## Exercise aim
Write out the material below again, unchanged.

[Point labeling examples]
——

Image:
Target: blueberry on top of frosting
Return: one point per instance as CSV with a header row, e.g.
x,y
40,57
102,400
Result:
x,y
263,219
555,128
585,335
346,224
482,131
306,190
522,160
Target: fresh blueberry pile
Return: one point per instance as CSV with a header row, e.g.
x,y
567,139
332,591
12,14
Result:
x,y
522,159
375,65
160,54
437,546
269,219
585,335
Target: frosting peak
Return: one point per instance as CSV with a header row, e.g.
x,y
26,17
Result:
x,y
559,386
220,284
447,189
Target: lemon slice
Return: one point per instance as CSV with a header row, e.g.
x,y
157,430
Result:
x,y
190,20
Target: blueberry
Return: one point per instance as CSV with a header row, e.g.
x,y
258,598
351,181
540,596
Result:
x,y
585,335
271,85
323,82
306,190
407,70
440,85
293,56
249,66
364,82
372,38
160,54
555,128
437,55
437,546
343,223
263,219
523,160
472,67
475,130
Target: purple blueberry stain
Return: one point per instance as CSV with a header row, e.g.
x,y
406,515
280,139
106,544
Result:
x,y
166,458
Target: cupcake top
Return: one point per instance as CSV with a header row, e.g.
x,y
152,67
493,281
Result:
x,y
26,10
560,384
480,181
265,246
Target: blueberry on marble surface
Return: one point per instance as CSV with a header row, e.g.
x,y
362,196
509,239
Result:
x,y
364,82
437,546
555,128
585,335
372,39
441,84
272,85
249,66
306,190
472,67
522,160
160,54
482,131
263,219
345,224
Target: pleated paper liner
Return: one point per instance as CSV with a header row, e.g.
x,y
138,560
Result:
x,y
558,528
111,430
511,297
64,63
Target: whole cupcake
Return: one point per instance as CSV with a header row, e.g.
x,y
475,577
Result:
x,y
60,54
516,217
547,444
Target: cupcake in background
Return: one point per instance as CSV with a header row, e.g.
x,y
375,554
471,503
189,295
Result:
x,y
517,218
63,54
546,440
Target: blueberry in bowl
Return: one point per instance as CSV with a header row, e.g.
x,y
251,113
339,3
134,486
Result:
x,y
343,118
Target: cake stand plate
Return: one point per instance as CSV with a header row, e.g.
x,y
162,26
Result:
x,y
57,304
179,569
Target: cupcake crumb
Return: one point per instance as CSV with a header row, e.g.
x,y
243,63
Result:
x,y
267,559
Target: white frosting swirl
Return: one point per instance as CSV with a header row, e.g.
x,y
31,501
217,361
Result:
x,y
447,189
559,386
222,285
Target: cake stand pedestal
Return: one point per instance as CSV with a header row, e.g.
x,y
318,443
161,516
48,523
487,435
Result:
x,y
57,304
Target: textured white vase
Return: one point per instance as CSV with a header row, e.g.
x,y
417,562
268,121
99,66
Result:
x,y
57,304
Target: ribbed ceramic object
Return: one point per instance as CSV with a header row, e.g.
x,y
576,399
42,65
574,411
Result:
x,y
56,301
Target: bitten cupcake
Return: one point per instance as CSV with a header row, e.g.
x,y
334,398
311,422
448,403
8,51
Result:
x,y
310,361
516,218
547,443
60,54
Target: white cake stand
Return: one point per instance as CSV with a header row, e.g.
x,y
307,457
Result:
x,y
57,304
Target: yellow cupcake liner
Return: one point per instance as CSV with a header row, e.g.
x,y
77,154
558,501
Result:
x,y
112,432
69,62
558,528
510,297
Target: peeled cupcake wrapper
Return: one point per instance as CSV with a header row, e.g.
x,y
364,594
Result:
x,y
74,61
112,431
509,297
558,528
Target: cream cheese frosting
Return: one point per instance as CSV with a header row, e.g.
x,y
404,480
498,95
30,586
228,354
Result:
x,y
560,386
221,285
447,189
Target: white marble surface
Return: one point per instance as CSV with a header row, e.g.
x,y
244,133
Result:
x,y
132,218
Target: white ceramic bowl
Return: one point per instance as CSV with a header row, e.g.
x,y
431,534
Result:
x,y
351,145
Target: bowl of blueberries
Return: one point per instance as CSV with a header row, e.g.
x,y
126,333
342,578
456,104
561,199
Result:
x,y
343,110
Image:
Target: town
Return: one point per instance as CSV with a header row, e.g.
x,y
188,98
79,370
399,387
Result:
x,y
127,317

——

## Completed task
Image:
Target: blueberry on top of frosting
Return: one point per instance as CSV with a header row, e.g.
x,y
40,57
102,400
Result:
x,y
263,219
555,128
585,335
346,224
482,131
306,190
522,160
Target: fresh blueberry pile
Return: one point per instance as CSV with a header row, e.g.
x,y
567,139
332,591
12,14
Result:
x,y
522,159
375,65
160,54
437,546
269,219
585,335
Target: frosting peak
Return: one point per instance as CSV with a header row, e.g.
x,y
26,17
Result:
x,y
559,386
220,284
447,189
Target: lemon slice
Return: one point per instance as CSV with a header row, e.g.
x,y
157,430
Result:
x,y
190,20
Target: blueberry
Return: one point per instance as CSV with a header row, e.g.
x,y
258,598
351,181
540,596
Result:
x,y
585,335
271,85
323,82
306,190
407,70
440,85
293,56
249,66
364,82
372,38
160,54
555,128
437,55
437,546
343,223
263,219
523,160
472,67
475,130
Target: purple blueberry stain
Return: one point per instance as CSV with a header row, e.g.
x,y
406,515
280,139
106,544
Result:
x,y
166,458
Target: cupcake top
Return: one point per instance as CSV with a header row, e.g.
x,y
152,67
493,281
Result:
x,y
26,10
560,384
480,181
265,246
Target: blueberry on marble surface
Return: one point per instance as CSV with a header row, e.g.
x,y
362,196
509,239
Result:
x,y
364,82
437,546
555,128
585,335
372,39
441,84
272,85
249,66
306,190
472,67
522,160
160,54
482,131
263,219
345,224
Target: pleated paper liner
Return: one point per instance as CSV with a header row, e.g.
x,y
138,560
Result:
x,y
558,528
111,430
511,297
64,63
Target: whole cupcake
Return: one point per instance as CSV with a header row, e.g.
x,y
475,577
Result:
x,y
60,54
516,217
547,444
Target: cupcake in background
Return: one point per instance as CSV with a header row, e.g.
x,y
375,554
471,503
189,295
Result:
x,y
517,218
63,54
546,440
Target: blueberry in bowl
Return: one point per instance as CSV with a header row, e.g.
x,y
251,113
339,3
134,486
Result:
x,y
343,118
Target: cake stand plate
Return: one point per instance as CSV with a header row, e.g.
x,y
162,26
Result:
x,y
57,304
179,569
Target: cupcake crumb
Return: one point per instance as CSV with a header row, e.g.
x,y
243,63
Result:
x,y
267,559
Target: white frosting swirl
Return: one point per instance as CSV with a header row, e.g.
x,y
31,501
217,361
Result:
x,y
447,189
559,386
222,285
Target: cake stand pedestal
Return: one point per instance as CSV with a header row, e.g.
x,y
318,443
161,516
48,523
487,435
Result:
x,y
57,304
Target: textured white vase
Return: one point per instance as CSV with a header row, e.g.
x,y
417,562
268,121
99,66
Result:
x,y
57,304
Target: ribbed ceramic object
Return: one point per instance as CSV with a header row, e.g.
x,y
576,399
42,65
574,411
Result:
x,y
56,301
Target: bitten cupcake
Return: one point per instance as CSV with a header row, e.g.
x,y
334,398
311,422
448,403
8,51
Result:
x,y
310,361
516,218
547,443
60,54
Target: white cake stand
Return: one point per instance as CSV with a header row, e.g.
x,y
307,457
Result:
x,y
57,304
Target: yellow cupcake liner
Return: one point per instance as CSV with a header row, e.g.
x,y
77,154
558,501
Result:
x,y
112,432
69,62
558,528
510,297
Target: peeled cupcake wrapper
Return: one point per instance as CSV with a header row, e.g.
x,y
364,594
Result:
x,y
74,61
112,431
509,297
558,528
Target: cream cheese frosting
Return: one point per instance as CSV with a header row, e.g.
x,y
404,480
498,95
30,586
228,354
Result:
x,y
560,386
221,285
447,189
Target: white marble surface
Return: one point per instance as CSV with a header row, e.g.
x,y
244,133
Result:
x,y
132,218
Target: white ceramic bowl
Return: one point per instance as CSV with a header row, e.g.
x,y
431,534
Result:
x,y
351,145
Target: bowl of blueberries
Return: one point per instance as CSV with a header row, e.g.
x,y
126,333
342,578
456,104
561,199
Result:
x,y
343,110
Image:
Target: town
Return: one point per instance as CSV with a header row, e.g.
x,y
188,98
79,370
399,387
Result:
x,y
127,317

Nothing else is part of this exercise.